DATA FOR THIS EXERCISE Block Start
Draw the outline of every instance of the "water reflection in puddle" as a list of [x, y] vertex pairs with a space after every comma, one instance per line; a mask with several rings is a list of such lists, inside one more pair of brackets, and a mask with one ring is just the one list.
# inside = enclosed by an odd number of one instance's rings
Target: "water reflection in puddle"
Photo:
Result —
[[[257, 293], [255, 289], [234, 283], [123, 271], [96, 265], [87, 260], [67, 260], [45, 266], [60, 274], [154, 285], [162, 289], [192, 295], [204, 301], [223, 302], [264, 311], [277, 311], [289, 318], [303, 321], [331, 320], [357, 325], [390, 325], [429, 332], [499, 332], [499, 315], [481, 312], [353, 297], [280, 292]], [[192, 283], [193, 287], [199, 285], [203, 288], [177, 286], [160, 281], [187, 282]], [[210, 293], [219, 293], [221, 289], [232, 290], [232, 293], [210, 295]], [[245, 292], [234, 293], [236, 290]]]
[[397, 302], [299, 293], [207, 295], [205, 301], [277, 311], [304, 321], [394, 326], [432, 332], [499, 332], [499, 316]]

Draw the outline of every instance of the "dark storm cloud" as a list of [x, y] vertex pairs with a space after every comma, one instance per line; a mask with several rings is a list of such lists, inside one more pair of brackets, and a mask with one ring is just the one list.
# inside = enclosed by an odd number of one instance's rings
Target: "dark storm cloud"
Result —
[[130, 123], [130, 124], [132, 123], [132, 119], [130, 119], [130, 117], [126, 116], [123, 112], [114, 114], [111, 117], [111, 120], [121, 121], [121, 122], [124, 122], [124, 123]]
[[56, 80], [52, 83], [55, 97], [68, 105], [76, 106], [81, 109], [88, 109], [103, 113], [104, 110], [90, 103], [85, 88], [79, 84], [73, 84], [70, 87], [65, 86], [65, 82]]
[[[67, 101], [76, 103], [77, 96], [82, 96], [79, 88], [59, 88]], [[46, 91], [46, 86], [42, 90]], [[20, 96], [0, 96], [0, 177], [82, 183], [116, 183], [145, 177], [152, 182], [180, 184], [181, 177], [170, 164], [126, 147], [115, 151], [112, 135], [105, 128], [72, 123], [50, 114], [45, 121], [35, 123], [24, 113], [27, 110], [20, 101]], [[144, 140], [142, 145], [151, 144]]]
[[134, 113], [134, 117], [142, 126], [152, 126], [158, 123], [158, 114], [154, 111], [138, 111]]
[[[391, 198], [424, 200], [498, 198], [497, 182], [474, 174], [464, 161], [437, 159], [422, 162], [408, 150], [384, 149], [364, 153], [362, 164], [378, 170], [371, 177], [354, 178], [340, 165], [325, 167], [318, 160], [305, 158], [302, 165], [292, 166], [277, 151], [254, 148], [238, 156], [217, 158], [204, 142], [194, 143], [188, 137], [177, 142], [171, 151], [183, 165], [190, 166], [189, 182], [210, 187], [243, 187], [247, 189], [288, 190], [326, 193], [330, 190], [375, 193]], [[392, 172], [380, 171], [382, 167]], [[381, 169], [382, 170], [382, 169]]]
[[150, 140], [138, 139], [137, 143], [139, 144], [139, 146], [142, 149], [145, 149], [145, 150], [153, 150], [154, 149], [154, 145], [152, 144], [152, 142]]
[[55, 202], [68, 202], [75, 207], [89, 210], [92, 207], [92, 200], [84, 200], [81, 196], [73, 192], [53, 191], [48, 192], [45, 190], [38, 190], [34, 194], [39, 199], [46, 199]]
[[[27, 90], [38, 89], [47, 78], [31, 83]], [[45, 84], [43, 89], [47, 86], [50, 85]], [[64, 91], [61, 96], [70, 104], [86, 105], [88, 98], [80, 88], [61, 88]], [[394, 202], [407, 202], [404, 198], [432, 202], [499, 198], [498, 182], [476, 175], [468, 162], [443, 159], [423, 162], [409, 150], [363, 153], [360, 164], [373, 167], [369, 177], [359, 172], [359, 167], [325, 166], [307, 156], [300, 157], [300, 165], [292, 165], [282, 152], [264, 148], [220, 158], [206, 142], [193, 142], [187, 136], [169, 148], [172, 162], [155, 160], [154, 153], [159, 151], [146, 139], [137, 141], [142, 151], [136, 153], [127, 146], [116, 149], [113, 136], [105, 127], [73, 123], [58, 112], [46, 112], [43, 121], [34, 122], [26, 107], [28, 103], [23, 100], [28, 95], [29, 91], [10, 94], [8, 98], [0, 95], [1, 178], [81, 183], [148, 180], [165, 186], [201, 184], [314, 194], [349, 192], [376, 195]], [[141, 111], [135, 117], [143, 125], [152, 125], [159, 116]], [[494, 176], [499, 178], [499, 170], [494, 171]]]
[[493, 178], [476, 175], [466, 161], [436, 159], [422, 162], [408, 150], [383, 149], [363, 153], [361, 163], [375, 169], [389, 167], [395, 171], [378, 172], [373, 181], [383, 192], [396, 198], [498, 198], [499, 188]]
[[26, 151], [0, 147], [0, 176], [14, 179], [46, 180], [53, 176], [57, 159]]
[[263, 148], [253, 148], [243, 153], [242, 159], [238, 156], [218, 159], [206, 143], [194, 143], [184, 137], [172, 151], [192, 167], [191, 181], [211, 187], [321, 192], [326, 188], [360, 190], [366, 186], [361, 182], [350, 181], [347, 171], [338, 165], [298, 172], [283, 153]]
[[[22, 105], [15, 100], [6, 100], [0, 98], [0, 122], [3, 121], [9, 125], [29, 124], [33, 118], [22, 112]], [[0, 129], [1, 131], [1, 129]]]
DATA FOR THIS EXERCISE Block End
A single number is the whole answer: the tally of lines above that contain "Target".

2